-------- SUPPLIED MATERIAL --------
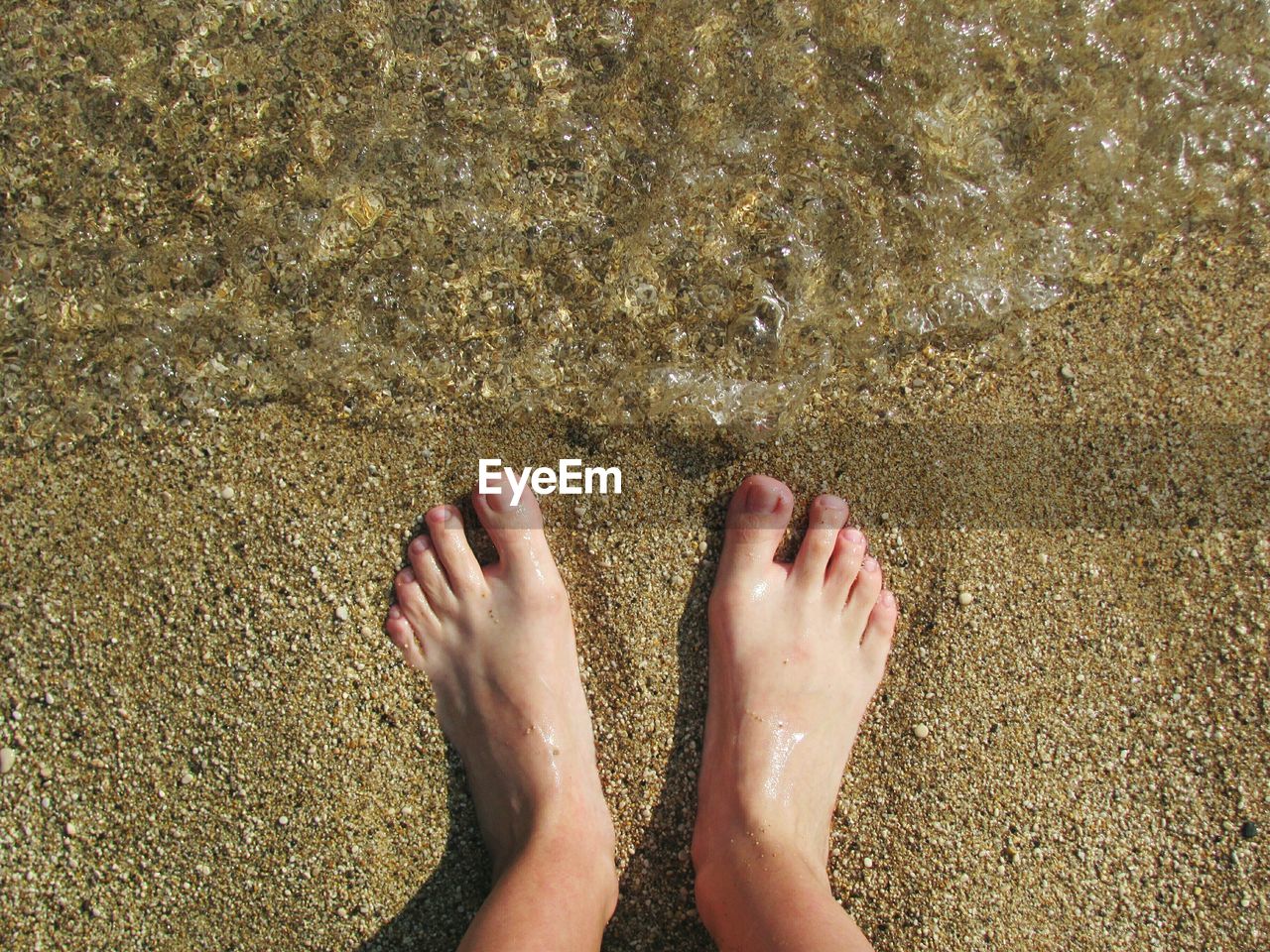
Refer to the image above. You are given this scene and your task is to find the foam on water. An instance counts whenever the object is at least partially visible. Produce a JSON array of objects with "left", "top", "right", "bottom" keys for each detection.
[{"left": 0, "top": 0, "right": 1270, "bottom": 439}]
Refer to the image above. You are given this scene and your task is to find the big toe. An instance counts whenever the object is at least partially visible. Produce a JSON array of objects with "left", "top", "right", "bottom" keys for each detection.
[
  {"left": 472, "top": 475, "right": 555, "bottom": 575},
  {"left": 718, "top": 476, "right": 794, "bottom": 577}
]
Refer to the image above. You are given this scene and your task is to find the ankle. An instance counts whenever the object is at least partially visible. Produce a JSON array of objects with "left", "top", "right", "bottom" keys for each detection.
[
  {"left": 693, "top": 833, "right": 834, "bottom": 947},
  {"left": 494, "top": 816, "right": 617, "bottom": 919},
  {"left": 693, "top": 822, "right": 831, "bottom": 924}
]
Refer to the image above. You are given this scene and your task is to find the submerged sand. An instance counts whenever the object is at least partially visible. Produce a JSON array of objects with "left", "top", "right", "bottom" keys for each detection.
[{"left": 0, "top": 239, "right": 1270, "bottom": 952}]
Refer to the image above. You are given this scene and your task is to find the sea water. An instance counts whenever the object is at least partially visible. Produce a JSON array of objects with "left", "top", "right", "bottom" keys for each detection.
[{"left": 0, "top": 0, "right": 1270, "bottom": 443}]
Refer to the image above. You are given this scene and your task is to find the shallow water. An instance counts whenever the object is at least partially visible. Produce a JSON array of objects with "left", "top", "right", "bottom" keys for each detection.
[{"left": 0, "top": 0, "right": 1270, "bottom": 440}]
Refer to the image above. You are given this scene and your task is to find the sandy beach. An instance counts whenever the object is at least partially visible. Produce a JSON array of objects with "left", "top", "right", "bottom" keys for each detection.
[{"left": 0, "top": 227, "right": 1270, "bottom": 952}]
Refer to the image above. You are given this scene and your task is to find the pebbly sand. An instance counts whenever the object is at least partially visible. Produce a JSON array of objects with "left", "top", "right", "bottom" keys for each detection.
[{"left": 0, "top": 239, "right": 1270, "bottom": 952}]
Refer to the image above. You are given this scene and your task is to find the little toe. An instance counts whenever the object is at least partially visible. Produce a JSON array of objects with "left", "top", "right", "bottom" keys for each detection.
[
  {"left": 825, "top": 526, "right": 867, "bottom": 604},
  {"left": 793, "top": 495, "right": 847, "bottom": 589},
  {"left": 472, "top": 476, "right": 555, "bottom": 577},
  {"left": 718, "top": 476, "right": 794, "bottom": 583},
  {"left": 842, "top": 554, "right": 881, "bottom": 638},
  {"left": 860, "top": 589, "right": 899, "bottom": 667},
  {"left": 425, "top": 505, "right": 485, "bottom": 595},
  {"left": 407, "top": 536, "right": 454, "bottom": 611},
  {"left": 384, "top": 606, "right": 423, "bottom": 670}
]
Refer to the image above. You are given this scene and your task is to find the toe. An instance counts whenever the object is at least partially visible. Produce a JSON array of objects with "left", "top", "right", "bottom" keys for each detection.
[
  {"left": 794, "top": 496, "right": 847, "bottom": 589},
  {"left": 842, "top": 556, "right": 881, "bottom": 635},
  {"left": 426, "top": 505, "right": 484, "bottom": 594},
  {"left": 393, "top": 568, "right": 437, "bottom": 629},
  {"left": 825, "top": 526, "right": 867, "bottom": 604},
  {"left": 407, "top": 536, "right": 454, "bottom": 612},
  {"left": 384, "top": 606, "right": 423, "bottom": 670},
  {"left": 718, "top": 476, "right": 794, "bottom": 581},
  {"left": 860, "top": 589, "right": 899, "bottom": 667},
  {"left": 472, "top": 476, "right": 555, "bottom": 577}
]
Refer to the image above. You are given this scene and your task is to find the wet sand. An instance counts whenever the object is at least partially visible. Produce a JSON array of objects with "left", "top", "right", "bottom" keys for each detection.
[{"left": 0, "top": 227, "right": 1270, "bottom": 952}]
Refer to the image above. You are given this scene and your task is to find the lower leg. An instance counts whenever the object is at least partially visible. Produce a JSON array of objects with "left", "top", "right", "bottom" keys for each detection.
[
  {"left": 696, "top": 835, "right": 872, "bottom": 952},
  {"left": 458, "top": 829, "right": 617, "bottom": 952},
  {"left": 693, "top": 476, "right": 897, "bottom": 952}
]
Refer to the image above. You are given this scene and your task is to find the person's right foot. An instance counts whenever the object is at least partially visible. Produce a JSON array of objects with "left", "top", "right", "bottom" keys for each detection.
[{"left": 693, "top": 476, "right": 897, "bottom": 892}]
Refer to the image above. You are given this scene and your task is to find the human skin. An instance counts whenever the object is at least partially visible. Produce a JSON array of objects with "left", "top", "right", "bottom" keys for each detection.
[{"left": 385, "top": 476, "right": 895, "bottom": 952}]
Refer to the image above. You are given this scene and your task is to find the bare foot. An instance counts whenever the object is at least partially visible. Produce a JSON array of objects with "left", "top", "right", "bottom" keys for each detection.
[
  {"left": 385, "top": 484, "right": 616, "bottom": 889},
  {"left": 693, "top": 476, "right": 897, "bottom": 901}
]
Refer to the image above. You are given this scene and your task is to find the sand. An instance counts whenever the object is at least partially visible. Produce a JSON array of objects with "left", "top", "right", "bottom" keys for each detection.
[{"left": 0, "top": 227, "right": 1270, "bottom": 952}]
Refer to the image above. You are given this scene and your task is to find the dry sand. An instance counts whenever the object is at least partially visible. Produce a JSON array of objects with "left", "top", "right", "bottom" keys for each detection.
[{"left": 0, "top": 229, "right": 1270, "bottom": 952}]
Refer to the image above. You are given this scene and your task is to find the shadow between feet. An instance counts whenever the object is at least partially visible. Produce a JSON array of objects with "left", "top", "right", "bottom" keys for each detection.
[
  {"left": 604, "top": 533, "right": 721, "bottom": 952},
  {"left": 358, "top": 742, "right": 490, "bottom": 952}
]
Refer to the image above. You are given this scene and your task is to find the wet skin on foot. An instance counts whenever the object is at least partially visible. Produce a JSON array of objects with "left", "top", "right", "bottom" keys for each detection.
[
  {"left": 385, "top": 481, "right": 616, "bottom": 894},
  {"left": 693, "top": 476, "right": 898, "bottom": 896}
]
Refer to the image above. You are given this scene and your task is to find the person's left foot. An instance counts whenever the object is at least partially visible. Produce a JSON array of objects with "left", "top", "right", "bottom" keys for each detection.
[{"left": 385, "top": 482, "right": 613, "bottom": 875}]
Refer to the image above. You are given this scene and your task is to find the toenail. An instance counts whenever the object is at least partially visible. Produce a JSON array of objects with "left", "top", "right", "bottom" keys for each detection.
[{"left": 745, "top": 482, "right": 781, "bottom": 513}]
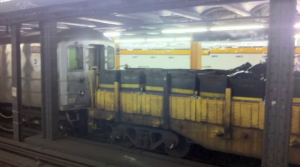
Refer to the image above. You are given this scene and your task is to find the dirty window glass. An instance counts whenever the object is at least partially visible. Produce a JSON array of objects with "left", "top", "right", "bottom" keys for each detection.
[
  {"left": 68, "top": 46, "right": 83, "bottom": 71},
  {"left": 107, "top": 46, "right": 115, "bottom": 69}
]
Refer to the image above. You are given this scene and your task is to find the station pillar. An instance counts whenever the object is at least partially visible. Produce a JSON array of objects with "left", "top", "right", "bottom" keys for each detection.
[
  {"left": 191, "top": 42, "right": 202, "bottom": 70},
  {"left": 11, "top": 24, "right": 22, "bottom": 141},
  {"left": 40, "top": 21, "right": 59, "bottom": 140},
  {"left": 262, "top": 0, "right": 297, "bottom": 167}
]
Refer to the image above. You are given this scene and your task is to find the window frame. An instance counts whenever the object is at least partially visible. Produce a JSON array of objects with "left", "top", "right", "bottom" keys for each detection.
[
  {"left": 67, "top": 45, "right": 85, "bottom": 72},
  {"left": 106, "top": 46, "right": 116, "bottom": 70}
]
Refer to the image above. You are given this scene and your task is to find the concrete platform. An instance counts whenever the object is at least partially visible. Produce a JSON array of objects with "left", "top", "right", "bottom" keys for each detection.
[{"left": 25, "top": 135, "right": 216, "bottom": 167}]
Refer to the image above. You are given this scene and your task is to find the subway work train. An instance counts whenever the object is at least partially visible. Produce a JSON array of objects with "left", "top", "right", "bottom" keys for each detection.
[
  {"left": 0, "top": 29, "right": 300, "bottom": 165},
  {"left": 0, "top": 29, "right": 115, "bottom": 130}
]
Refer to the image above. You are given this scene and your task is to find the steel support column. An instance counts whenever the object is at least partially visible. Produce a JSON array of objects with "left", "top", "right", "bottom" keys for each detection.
[
  {"left": 40, "top": 21, "right": 59, "bottom": 140},
  {"left": 262, "top": 0, "right": 297, "bottom": 167},
  {"left": 11, "top": 24, "right": 22, "bottom": 141}
]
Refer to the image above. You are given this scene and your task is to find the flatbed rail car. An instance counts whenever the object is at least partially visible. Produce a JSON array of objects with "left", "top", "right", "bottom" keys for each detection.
[{"left": 89, "top": 69, "right": 300, "bottom": 165}]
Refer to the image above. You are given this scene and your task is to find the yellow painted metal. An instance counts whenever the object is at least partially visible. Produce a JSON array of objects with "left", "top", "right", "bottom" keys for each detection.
[
  {"left": 114, "top": 82, "right": 120, "bottom": 118},
  {"left": 121, "top": 49, "right": 209, "bottom": 55},
  {"left": 224, "top": 88, "right": 231, "bottom": 139},
  {"left": 99, "top": 84, "right": 115, "bottom": 89},
  {"left": 120, "top": 92, "right": 163, "bottom": 127},
  {"left": 146, "top": 86, "right": 164, "bottom": 92},
  {"left": 200, "top": 92, "right": 225, "bottom": 98},
  {"left": 115, "top": 44, "right": 121, "bottom": 70},
  {"left": 231, "top": 101, "right": 265, "bottom": 129},
  {"left": 89, "top": 66, "right": 99, "bottom": 107},
  {"left": 171, "top": 88, "right": 197, "bottom": 94},
  {"left": 169, "top": 95, "right": 197, "bottom": 121},
  {"left": 191, "top": 42, "right": 202, "bottom": 69},
  {"left": 293, "top": 98, "right": 300, "bottom": 103},
  {"left": 121, "top": 84, "right": 140, "bottom": 88},
  {"left": 96, "top": 89, "right": 116, "bottom": 112},
  {"left": 210, "top": 47, "right": 300, "bottom": 54},
  {"left": 232, "top": 96, "right": 263, "bottom": 102}
]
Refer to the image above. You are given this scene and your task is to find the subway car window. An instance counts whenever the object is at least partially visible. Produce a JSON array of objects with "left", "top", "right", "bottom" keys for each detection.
[
  {"left": 107, "top": 46, "right": 115, "bottom": 69},
  {"left": 68, "top": 46, "right": 83, "bottom": 71},
  {"left": 89, "top": 48, "right": 98, "bottom": 68}
]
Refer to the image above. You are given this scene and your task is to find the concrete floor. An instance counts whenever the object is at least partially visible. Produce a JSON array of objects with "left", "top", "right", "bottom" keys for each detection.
[{"left": 25, "top": 135, "right": 215, "bottom": 167}]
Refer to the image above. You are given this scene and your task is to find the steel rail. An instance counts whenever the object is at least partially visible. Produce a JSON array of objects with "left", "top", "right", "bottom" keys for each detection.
[{"left": 0, "top": 142, "right": 89, "bottom": 167}]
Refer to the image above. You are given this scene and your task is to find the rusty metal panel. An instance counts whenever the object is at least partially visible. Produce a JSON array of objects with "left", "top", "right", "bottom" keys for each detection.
[
  {"left": 291, "top": 105, "right": 300, "bottom": 134},
  {"left": 262, "top": 0, "right": 297, "bottom": 167}
]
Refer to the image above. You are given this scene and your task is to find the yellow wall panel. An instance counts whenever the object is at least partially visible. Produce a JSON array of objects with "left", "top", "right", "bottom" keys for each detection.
[
  {"left": 216, "top": 101, "right": 225, "bottom": 124},
  {"left": 96, "top": 90, "right": 115, "bottom": 111},
  {"left": 185, "top": 98, "right": 192, "bottom": 120},
  {"left": 170, "top": 96, "right": 198, "bottom": 121},
  {"left": 197, "top": 99, "right": 208, "bottom": 122},
  {"left": 291, "top": 106, "right": 300, "bottom": 134}
]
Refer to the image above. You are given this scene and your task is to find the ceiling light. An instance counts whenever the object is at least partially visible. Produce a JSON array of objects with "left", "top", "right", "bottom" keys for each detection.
[
  {"left": 119, "top": 39, "right": 145, "bottom": 43},
  {"left": 294, "top": 23, "right": 300, "bottom": 28},
  {"left": 161, "top": 28, "right": 207, "bottom": 34},
  {"left": 123, "top": 33, "right": 135, "bottom": 36},
  {"left": 146, "top": 38, "right": 174, "bottom": 42},
  {"left": 210, "top": 25, "right": 264, "bottom": 31},
  {"left": 103, "top": 32, "right": 121, "bottom": 37},
  {"left": 147, "top": 32, "right": 159, "bottom": 35},
  {"left": 58, "top": 22, "right": 97, "bottom": 28},
  {"left": 78, "top": 17, "right": 122, "bottom": 25},
  {"left": 22, "top": 27, "right": 32, "bottom": 30},
  {"left": 176, "top": 37, "right": 192, "bottom": 41}
]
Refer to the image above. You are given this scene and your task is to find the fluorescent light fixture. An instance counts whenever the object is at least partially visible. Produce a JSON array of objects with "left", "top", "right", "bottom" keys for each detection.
[
  {"left": 22, "top": 23, "right": 39, "bottom": 27},
  {"left": 294, "top": 23, "right": 300, "bottom": 28},
  {"left": 78, "top": 17, "right": 122, "bottom": 25},
  {"left": 103, "top": 32, "right": 121, "bottom": 37},
  {"left": 161, "top": 28, "right": 207, "bottom": 34},
  {"left": 210, "top": 25, "right": 265, "bottom": 31},
  {"left": 147, "top": 32, "right": 159, "bottom": 35},
  {"left": 119, "top": 39, "right": 145, "bottom": 43},
  {"left": 58, "top": 22, "right": 97, "bottom": 28},
  {"left": 146, "top": 38, "right": 174, "bottom": 42},
  {"left": 176, "top": 37, "right": 192, "bottom": 42},
  {"left": 57, "top": 26, "right": 69, "bottom": 29},
  {"left": 123, "top": 33, "right": 135, "bottom": 36},
  {"left": 22, "top": 27, "right": 32, "bottom": 30}
]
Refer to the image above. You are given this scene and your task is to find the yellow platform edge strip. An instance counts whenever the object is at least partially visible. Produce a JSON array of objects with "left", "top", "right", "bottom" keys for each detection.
[
  {"left": 120, "top": 49, "right": 209, "bottom": 55},
  {"left": 232, "top": 96, "right": 263, "bottom": 102},
  {"left": 99, "top": 84, "right": 115, "bottom": 88},
  {"left": 171, "top": 88, "right": 195, "bottom": 94},
  {"left": 146, "top": 86, "right": 164, "bottom": 92},
  {"left": 121, "top": 84, "right": 140, "bottom": 88},
  {"left": 120, "top": 47, "right": 300, "bottom": 55},
  {"left": 293, "top": 98, "right": 300, "bottom": 103},
  {"left": 200, "top": 92, "right": 225, "bottom": 98}
]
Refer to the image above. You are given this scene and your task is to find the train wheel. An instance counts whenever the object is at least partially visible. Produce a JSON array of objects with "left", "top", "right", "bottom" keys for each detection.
[
  {"left": 165, "top": 142, "right": 191, "bottom": 158},
  {"left": 120, "top": 137, "right": 133, "bottom": 148}
]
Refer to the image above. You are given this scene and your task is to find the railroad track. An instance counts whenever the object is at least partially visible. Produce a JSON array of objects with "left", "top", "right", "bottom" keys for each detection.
[{"left": 0, "top": 138, "right": 91, "bottom": 167}]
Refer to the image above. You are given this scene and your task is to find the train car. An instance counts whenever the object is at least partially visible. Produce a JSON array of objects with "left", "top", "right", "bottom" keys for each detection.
[
  {"left": 0, "top": 29, "right": 115, "bottom": 132},
  {"left": 89, "top": 64, "right": 300, "bottom": 165}
]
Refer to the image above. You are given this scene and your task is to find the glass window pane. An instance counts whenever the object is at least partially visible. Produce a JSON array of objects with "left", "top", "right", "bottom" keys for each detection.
[
  {"left": 107, "top": 46, "right": 115, "bottom": 69},
  {"left": 69, "top": 46, "right": 83, "bottom": 70}
]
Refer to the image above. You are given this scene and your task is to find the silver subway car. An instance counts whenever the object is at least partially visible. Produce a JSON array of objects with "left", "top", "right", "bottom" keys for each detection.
[{"left": 0, "top": 29, "right": 115, "bottom": 125}]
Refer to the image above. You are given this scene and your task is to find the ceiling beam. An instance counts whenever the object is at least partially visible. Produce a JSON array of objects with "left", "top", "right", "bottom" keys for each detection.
[
  {"left": 0, "top": 0, "right": 268, "bottom": 25},
  {"left": 168, "top": 9, "right": 202, "bottom": 20},
  {"left": 222, "top": 4, "right": 251, "bottom": 16}
]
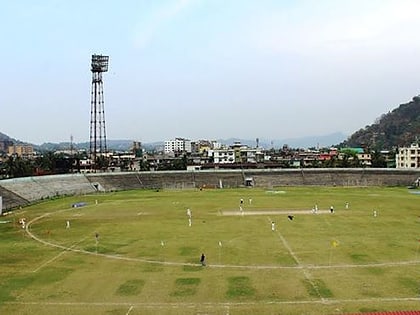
--------
## EXERCISE OBJECTIVE
Select every line in the rows above that contains the word "pebbly", and copy each of those lines out.

## RESULT OF THIS EXERCISE
Refer to the image above. You are given this scene and your task is to find the pebbly sand. An instance counts whenever the object is at least partially visible. Produce a JSON array of objects with "left", "top", "right", "bottom" keys for each detection.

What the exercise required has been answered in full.